Work item
Using the article on web data below, decide whether each statement agrees with it: (a) Between 2023 and 2024, the share of regularly updated sites asking crawlers to refrain rose from roughly 1 percent to 5 percent. (b) Every AI company honors such requests. (c) Wikipedia found that most of its May traffic surge came from users. Answer each with yes or no and quote the deciding words.
[[ Text block open ]]
Web Data Diminishes: What if online publishers make it harder and more expensive to train models?

Loading the Elevenlabs Text to Speech AudioNative Player...

For decades, AI developers have treated the web as an open faucet of training data. Now publishers are shutting the tap. Will web data dry up?

The fear: Publishers are moving to lock down their text and images, deny access or demand payment, and ensnare web crawler software with decoy data. These moves make training AI systems more expensive and less effective. Soon, only wealthy developers will be able to afford access to timely, high-quality, web data.

Horror stories: From a publisher’s perspective, AI systems that train on text, images, and other data copied from the web siphon off traffic to their websites while they get nothing in return. Publishers can ask crawlers that scrape their pages to refrain via robots.txt files and terms of service. Indeed, the percentage of regularly updated sites that do so rose roughly from 1 percent to 5 percent between 2023 and 2024. Some AI companies comply, but others don’t. Instead, they flood sites with download requests, incurring bandwidth costs and overloading servers. Consequently, measures to block crawlers initially taken by individual publishers have evolved into server-level software defenses. 

  • Wikipedia, a popular source of data for training large language models, is a top target of crawlers that gather training data. In May, traffic surged, but the online encyclopedia discovered that most requests came from crawlers rather than users. It says that efforts to download training data increase its server costs and AI models trained on its text cut its traffic, threatening the volunteer labor and financial donations that sustain it.
[[ Text block closed ]]
[[ Dataset excerpts open ]]
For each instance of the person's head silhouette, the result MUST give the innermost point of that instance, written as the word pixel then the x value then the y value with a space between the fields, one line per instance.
[[ Dataset excerpts closed ]]
[[ Dataset excerpts open ]]
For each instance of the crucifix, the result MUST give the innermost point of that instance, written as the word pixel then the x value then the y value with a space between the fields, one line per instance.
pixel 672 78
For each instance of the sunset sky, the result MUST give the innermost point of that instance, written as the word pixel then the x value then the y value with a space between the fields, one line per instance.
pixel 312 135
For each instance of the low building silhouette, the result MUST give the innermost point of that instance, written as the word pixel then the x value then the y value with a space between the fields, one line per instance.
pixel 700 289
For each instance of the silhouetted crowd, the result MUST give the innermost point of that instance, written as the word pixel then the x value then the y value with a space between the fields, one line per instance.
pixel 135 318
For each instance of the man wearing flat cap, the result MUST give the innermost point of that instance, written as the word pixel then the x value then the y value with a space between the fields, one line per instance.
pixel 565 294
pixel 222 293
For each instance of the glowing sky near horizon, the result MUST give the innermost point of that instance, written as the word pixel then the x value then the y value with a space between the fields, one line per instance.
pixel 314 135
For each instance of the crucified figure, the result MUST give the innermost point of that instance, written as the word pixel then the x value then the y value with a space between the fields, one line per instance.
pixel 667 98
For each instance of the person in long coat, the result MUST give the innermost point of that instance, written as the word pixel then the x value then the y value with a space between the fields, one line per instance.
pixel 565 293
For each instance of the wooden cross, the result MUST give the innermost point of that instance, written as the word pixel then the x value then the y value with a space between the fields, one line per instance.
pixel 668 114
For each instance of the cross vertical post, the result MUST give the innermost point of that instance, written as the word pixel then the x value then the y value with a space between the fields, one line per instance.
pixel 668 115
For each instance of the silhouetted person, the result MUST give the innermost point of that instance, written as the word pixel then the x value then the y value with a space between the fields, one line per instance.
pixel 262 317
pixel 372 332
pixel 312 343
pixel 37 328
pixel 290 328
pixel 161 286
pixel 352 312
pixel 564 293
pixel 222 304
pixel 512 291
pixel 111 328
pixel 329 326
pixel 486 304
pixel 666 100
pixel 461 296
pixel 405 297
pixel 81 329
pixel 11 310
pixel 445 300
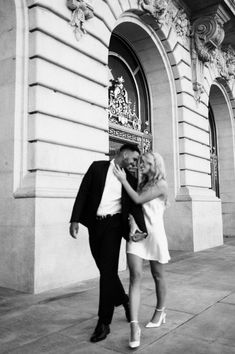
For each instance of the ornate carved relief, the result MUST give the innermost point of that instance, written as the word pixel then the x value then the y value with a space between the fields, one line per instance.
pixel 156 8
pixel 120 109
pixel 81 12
[[ Dataset excerpts closed ]]
Completed exercise
(a) Yes: "the percentage of regularly updated sites that do so rose roughly from 1 percent to 5 percent between 2023 and 2024."
(b) No: "Some AI companies comply, but others don’t."
(c) No: "most requests came from crawlers rather than users."